* [Source document]
Car lease early termination versus buy-out at lease end?
I have a 2005 Accord coupe with 60,000 miles. It is a 3 year ,45,000 mile lease which ends in July. The way I figure things, I will owe appx $4,000-$4,500 in mileage overage fees at the lease termination. The buy-out on the car is set at $12808 ($13704 with tax). I was curious whether I should do an early termination (which will cost me the remaining months' payments of $2850 rolled into the new financing) and BUY the new accord (which I love), hoping that they don't stick me with the current overage charges of 15,000 miles. Or the other option is to wait until july, and buy the car out for $13,000 and try to sell it. It will have 75,000 miles on it appx and the car is in MINT condition....likely worth about 11,000 at that point I'm guessing. I will loose about $3,000 that way too....sooooo..Suggestions?

* [Supplied information]
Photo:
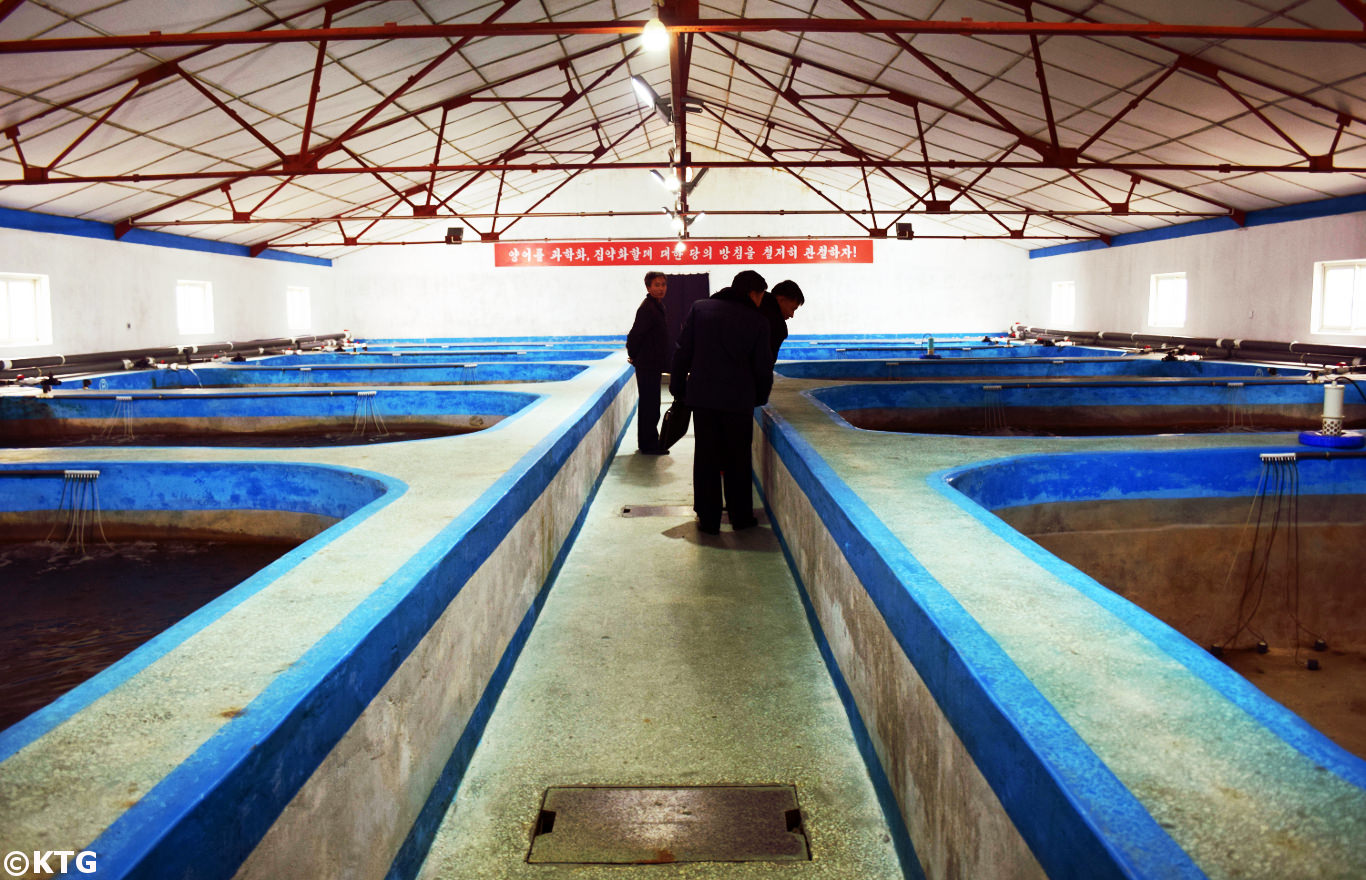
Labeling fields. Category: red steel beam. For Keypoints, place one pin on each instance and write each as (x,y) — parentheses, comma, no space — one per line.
(272,168)
(7,7)
(797,164)
(767,212)
(1357,8)
(353,242)
(965,28)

* [Directives]
1. List every mileage figure given in the car lease question above.
2. Please carry on the car lease question from the point after its last sentence.

* [Answers to the exercise]
1. 60,000 miles; 45,000 miles; 15,000 miles; 75,000 miles

2.
Public Comments
- yikes...thats a hard one...but I think that I would try to do the early termintation and talk to the dealership regarding the new accord. Im sure if you tell them that you will be buying the car from them maybe you can work something out so that you wont have t pay the overage charges....but you dont want to get stuck with a car that you dont like and has alot of miles on it already.....good luck!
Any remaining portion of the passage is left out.